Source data
-*-

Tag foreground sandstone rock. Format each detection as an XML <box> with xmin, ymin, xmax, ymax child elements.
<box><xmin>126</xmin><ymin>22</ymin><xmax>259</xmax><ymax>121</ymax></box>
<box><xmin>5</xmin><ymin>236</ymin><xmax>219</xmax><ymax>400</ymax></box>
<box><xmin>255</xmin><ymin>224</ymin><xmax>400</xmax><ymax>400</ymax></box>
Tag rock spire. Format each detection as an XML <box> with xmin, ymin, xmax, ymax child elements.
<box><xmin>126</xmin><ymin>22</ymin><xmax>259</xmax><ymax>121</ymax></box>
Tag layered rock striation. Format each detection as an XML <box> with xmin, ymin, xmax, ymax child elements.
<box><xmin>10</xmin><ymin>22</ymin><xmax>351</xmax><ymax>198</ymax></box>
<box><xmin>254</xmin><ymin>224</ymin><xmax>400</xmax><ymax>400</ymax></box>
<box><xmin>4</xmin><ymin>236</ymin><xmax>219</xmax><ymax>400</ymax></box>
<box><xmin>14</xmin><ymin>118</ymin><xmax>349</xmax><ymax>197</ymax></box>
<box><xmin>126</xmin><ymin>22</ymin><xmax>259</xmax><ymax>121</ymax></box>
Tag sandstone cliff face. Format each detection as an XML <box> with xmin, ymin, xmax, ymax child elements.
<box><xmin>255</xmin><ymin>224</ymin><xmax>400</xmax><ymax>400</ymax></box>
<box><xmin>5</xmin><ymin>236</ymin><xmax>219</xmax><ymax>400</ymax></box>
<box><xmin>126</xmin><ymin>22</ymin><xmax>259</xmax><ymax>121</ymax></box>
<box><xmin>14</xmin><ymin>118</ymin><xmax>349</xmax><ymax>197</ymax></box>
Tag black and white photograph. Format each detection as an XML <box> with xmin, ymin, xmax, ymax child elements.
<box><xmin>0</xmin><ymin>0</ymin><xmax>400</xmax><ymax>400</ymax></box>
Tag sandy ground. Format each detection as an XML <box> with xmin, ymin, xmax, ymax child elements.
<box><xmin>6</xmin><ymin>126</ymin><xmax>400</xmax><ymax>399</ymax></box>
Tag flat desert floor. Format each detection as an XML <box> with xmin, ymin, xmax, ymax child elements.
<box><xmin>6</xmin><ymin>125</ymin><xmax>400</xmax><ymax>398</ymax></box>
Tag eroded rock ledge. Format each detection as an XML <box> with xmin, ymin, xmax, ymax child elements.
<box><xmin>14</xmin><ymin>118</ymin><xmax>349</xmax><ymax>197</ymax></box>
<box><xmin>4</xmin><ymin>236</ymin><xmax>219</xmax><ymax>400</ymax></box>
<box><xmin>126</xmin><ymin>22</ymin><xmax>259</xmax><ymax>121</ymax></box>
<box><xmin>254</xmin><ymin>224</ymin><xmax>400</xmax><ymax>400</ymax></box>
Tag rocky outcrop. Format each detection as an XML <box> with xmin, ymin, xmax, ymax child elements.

-*-

_WHAT TO WORK ON_. Update the listing above so that "Mark" takes the place of every "Tag", with everything else left as it is.

_COMPLETED EXERCISE_.
Mark foreground sandstone rock. Format each detection as an XML <box> with xmin, ymin, xmax, ymax child elements.
<box><xmin>126</xmin><ymin>22</ymin><xmax>259</xmax><ymax>121</ymax></box>
<box><xmin>5</xmin><ymin>236</ymin><xmax>219</xmax><ymax>400</ymax></box>
<box><xmin>255</xmin><ymin>224</ymin><xmax>400</xmax><ymax>400</ymax></box>
Mark rock spire. Format each detection as an XML <box> with xmin, ymin, xmax, ymax child elements.
<box><xmin>126</xmin><ymin>22</ymin><xmax>259</xmax><ymax>121</ymax></box>
Mark layered rock striation. Format each detection as an XML <box> with xmin, ymin, xmax, ymax child elements.
<box><xmin>10</xmin><ymin>22</ymin><xmax>351</xmax><ymax>198</ymax></box>
<box><xmin>254</xmin><ymin>224</ymin><xmax>400</xmax><ymax>400</ymax></box>
<box><xmin>4</xmin><ymin>236</ymin><xmax>219</xmax><ymax>400</ymax></box>
<box><xmin>14</xmin><ymin>118</ymin><xmax>349</xmax><ymax>197</ymax></box>
<box><xmin>126</xmin><ymin>22</ymin><xmax>259</xmax><ymax>121</ymax></box>
Mark sandstone cliff face. Format each detection as an XML <box> with xmin, ymin, xmax, ymax child elements.
<box><xmin>255</xmin><ymin>224</ymin><xmax>400</xmax><ymax>400</ymax></box>
<box><xmin>5</xmin><ymin>236</ymin><xmax>219</xmax><ymax>400</ymax></box>
<box><xmin>126</xmin><ymin>22</ymin><xmax>259</xmax><ymax>121</ymax></box>
<box><xmin>14</xmin><ymin>118</ymin><xmax>349</xmax><ymax>197</ymax></box>
Mark black and white photograph. Format each detection as an XML <box> with xmin, ymin, xmax, ymax child elements.
<box><xmin>0</xmin><ymin>0</ymin><xmax>400</xmax><ymax>400</ymax></box>
Mark sandy ground. Format each detection as an XML <box> with xmin, ymin, xmax, ymax child elements.
<box><xmin>6</xmin><ymin>126</ymin><xmax>400</xmax><ymax>399</ymax></box>
Mark flat desert floor. Format each detection as an XML <box> with xmin, ymin, xmax, ymax child elements.
<box><xmin>6</xmin><ymin>125</ymin><xmax>400</xmax><ymax>398</ymax></box>
Mark eroded rock ledge. Format each detection as an XML <box> with xmin, ymin, xmax, ymax child elements.
<box><xmin>14</xmin><ymin>118</ymin><xmax>349</xmax><ymax>197</ymax></box>
<box><xmin>4</xmin><ymin>236</ymin><xmax>219</xmax><ymax>400</ymax></box>
<box><xmin>126</xmin><ymin>22</ymin><xmax>259</xmax><ymax>121</ymax></box>
<box><xmin>254</xmin><ymin>224</ymin><xmax>400</xmax><ymax>400</ymax></box>
Mark rocky outcrop. Format each detection as an XML <box> with xmin, ymin, xmax, ymax child elements.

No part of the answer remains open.